======== DATA IN THIS EXERCISE

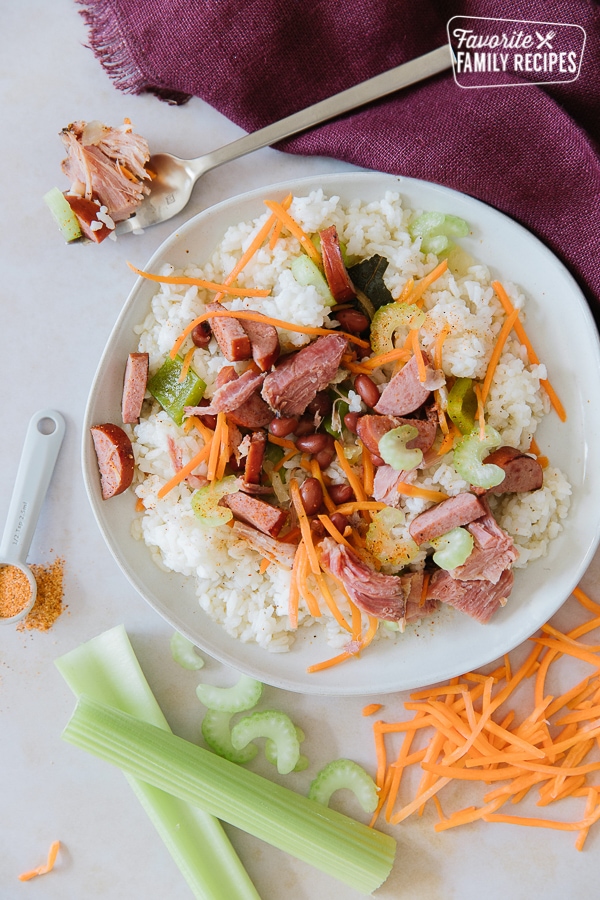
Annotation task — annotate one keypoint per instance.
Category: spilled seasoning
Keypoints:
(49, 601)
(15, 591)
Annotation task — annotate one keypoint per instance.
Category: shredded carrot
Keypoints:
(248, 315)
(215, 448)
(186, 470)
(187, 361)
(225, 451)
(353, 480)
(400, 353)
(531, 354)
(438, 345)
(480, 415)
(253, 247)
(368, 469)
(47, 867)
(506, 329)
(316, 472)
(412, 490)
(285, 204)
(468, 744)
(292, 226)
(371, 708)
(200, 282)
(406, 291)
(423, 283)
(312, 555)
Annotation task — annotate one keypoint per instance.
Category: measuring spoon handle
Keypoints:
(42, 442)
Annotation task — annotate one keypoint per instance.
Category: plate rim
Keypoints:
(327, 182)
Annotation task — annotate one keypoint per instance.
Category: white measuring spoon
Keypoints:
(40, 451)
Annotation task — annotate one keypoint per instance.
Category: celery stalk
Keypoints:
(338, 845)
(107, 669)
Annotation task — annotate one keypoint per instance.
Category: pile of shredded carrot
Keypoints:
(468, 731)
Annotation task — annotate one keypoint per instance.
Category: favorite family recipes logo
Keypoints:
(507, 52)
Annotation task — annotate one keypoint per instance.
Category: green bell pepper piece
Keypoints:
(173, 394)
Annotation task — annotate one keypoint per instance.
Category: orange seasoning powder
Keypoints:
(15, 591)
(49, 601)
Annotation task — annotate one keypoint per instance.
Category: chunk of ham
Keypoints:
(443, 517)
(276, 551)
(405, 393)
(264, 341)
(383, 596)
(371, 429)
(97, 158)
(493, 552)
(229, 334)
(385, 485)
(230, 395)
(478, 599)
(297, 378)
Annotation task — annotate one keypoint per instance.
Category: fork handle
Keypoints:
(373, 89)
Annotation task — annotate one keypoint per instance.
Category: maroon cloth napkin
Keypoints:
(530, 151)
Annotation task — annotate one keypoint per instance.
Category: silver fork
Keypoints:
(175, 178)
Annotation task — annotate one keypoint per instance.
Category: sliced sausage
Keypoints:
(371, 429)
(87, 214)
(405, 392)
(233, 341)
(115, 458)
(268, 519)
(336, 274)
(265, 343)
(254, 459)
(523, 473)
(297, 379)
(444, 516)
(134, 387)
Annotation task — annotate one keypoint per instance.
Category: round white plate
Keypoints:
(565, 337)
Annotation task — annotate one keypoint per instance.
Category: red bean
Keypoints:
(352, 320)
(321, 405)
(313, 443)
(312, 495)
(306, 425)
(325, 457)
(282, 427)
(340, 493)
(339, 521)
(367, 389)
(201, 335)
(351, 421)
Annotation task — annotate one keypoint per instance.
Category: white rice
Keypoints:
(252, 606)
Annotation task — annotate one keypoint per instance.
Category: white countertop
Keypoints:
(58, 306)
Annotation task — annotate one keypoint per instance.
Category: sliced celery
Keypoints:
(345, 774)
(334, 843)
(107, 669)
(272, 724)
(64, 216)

================
======== DATA IN THIS EXERCISE

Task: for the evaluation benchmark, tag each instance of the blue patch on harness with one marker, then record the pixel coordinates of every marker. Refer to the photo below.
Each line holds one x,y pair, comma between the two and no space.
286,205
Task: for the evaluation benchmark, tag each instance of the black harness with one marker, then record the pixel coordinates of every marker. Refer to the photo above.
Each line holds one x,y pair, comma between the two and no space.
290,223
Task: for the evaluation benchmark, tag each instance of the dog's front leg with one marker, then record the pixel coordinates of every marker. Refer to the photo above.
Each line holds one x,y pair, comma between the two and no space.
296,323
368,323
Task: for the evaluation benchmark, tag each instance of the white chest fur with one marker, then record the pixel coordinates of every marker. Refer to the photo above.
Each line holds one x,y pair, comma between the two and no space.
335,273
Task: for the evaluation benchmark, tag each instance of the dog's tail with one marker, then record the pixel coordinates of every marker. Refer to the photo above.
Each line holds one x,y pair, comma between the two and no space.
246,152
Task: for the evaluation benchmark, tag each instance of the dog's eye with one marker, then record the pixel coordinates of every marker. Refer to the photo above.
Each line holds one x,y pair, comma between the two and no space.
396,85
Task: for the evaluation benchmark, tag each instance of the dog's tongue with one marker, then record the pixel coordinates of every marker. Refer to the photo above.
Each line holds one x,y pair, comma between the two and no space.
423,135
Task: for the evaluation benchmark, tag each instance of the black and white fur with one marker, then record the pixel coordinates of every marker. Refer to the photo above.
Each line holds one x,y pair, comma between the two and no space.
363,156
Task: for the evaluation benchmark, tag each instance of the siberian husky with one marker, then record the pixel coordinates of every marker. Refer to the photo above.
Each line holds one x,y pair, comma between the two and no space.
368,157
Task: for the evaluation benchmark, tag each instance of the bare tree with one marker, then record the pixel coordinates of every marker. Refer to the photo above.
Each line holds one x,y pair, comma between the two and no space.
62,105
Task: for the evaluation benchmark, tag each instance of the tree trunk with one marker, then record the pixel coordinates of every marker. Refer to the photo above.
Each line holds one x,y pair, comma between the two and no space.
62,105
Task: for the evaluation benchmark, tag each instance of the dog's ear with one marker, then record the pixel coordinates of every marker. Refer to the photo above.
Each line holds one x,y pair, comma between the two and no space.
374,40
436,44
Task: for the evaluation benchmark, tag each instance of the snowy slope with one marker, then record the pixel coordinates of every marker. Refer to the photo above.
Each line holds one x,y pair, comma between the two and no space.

================

= TASK BRIEF =
Count the lines of the data above that contain the string "seasoning", treating uppercase and lowercase as different. Give only the number.

= FULL ANSWER =
2